#### [PASSAGE GIVEN]

.....

Scuba diving Lake Huron, the Great Lakes, USA / Canada

Reader Reviews:

Dive Site: SS Wexford

Location: Lake Huron, Great Lakes, Ontario (43°20.434'N 082°26.787'W)

Description: Steamer wreck

Length: 76 metres (250 feet)

Depth: 25 metres max (75 feet)

Visibility: 10 metres (30 feet)

Rating: ***

Built in Sunderland, England in 1883, this 250' steamer foundered in the Great Storm of 1913. After five years of trade with Argentina and a period of ownership under a French company, she was bought by a Canadian company in 1903 and crossed the Atlantic to her new home. She was seen to have great potential for package freight and grain on the Great Lakes.

Following a re-fit at the Collingwood shipyards in Ontario, she began making routine local trips from Thunder Bay (now Fort William) to Goderich, Ontario with grain as her main cargo. Reports from her fateful day in the 'Freshwater Fury' of 1913 vary, but a great deal of interesting information can be found at http://www.shipwreckwexford.ca/. All lives aboard were lost, some 17 in total.

She now sits upright on the muddy bottom of Lake Huron about 9 miles offshore from St. Joseph, equidistant from the Villages of Bayfield and Grand Bend, Ontario. The site is now permanently marked with a large mooring buoy, provided in cooperation with Canadian Coastguard, who monitor the site and encourage low impact diving that does not harm the wreck site in any way.

This was my first Great Lakes dive and after three years in Fiji was my first for a while in cold water. Although it was an overcast day the water was like glass and we traveled out to the site on a small fiberglass skiff chartered from Ken's Dive Locker in London, Ontario and launched from Grand Bend. Ken easily located the marker buoy and we jumped in to reasonably warm surface water.

Temperatures on the wreck were markedly colder and after tooling about for no more than about twenty minutes, with my computer reading 8 degrees and the cold seeping into my semi-dry, I headed back for the surface to warm up for a bit before splashing back in again. This is a fun dive. Sitting upright and intact makes navigation a piece of cake and the open nature of the structure make for some interesting exploring.

.....

#### [LISTED ENTRIES]
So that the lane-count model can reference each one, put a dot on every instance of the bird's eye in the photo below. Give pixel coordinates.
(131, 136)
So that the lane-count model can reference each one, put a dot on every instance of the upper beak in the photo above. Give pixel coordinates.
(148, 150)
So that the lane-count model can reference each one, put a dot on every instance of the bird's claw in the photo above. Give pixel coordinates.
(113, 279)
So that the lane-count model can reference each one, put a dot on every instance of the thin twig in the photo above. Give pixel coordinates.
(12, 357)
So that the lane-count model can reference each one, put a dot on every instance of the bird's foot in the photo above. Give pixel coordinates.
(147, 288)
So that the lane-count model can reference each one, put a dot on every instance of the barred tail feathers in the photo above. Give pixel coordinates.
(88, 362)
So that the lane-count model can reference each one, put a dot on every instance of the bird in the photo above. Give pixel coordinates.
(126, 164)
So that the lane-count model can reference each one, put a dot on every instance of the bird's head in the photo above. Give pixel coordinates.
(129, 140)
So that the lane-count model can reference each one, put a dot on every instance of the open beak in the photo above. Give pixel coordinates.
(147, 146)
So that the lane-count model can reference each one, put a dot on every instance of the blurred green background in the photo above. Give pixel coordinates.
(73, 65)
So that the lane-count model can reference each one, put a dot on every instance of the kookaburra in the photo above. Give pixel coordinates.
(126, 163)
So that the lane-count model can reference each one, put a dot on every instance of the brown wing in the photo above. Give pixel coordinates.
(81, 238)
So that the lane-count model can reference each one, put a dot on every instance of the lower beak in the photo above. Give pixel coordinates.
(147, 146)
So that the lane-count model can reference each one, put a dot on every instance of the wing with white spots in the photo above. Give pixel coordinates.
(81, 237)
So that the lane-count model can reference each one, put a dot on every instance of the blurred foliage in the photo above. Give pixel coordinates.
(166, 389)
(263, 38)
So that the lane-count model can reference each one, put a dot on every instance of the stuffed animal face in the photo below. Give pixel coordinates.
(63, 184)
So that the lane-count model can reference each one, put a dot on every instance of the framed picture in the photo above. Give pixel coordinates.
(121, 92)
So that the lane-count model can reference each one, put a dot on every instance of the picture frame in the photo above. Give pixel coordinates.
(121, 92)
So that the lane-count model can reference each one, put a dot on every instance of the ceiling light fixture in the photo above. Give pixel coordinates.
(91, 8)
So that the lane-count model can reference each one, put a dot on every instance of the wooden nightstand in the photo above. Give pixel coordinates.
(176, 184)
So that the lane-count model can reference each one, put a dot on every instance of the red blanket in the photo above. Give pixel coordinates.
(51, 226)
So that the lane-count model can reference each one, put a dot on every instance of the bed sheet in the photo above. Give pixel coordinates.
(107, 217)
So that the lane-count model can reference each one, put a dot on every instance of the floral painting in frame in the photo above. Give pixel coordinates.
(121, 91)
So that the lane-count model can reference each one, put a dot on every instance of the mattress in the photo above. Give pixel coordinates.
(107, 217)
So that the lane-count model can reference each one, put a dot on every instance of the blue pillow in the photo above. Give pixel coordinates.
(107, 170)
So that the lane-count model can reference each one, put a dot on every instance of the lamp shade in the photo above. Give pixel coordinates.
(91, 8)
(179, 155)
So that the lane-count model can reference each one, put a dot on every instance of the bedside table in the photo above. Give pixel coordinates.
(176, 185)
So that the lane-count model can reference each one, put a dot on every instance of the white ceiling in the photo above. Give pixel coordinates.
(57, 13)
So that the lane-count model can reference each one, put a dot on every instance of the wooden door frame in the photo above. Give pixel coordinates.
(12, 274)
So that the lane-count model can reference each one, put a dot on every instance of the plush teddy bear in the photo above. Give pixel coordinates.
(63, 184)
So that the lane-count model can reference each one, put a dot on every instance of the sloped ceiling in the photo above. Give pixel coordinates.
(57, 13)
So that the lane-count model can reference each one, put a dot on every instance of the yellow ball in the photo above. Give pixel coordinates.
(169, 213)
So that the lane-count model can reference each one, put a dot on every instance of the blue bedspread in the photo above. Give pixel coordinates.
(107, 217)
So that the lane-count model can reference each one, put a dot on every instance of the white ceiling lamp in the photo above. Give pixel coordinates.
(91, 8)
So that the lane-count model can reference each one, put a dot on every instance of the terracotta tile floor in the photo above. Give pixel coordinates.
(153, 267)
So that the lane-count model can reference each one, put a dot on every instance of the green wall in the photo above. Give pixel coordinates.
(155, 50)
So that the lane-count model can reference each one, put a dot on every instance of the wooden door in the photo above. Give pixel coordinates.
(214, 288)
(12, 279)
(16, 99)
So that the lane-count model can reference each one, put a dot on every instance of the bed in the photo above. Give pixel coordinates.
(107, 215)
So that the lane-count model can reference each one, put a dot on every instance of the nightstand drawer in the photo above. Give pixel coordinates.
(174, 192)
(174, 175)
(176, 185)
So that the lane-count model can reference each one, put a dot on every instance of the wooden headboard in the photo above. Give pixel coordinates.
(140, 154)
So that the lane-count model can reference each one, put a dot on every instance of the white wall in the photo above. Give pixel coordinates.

.....

#### [PROBLEMS TO WORK ON]
a. Reproduce the SS Wexford dive review word for word from "Length: 76 metres" to "the Great Lakes.".
b. How many lines of the entries contain the string "picture"? Reply with the number alone.

#### [SOLUTIONS]
a.
Length: 76 metres (250 feet)

Depth: 25 metres max (75 feet)

Visibility: 10 metres (30 feet)

Rating: ***

Built in Sunderland, England in 1883, this 250' steamer foundered in the Great Storm of 1913. After five years of trade with Argentina and a period of ownership under a French company, she was bought by a Canadian company in 1903 and crossed the Atlantic to her new home. She was seen to have great potential for package freight and grain on the Great Lakes.

b. 2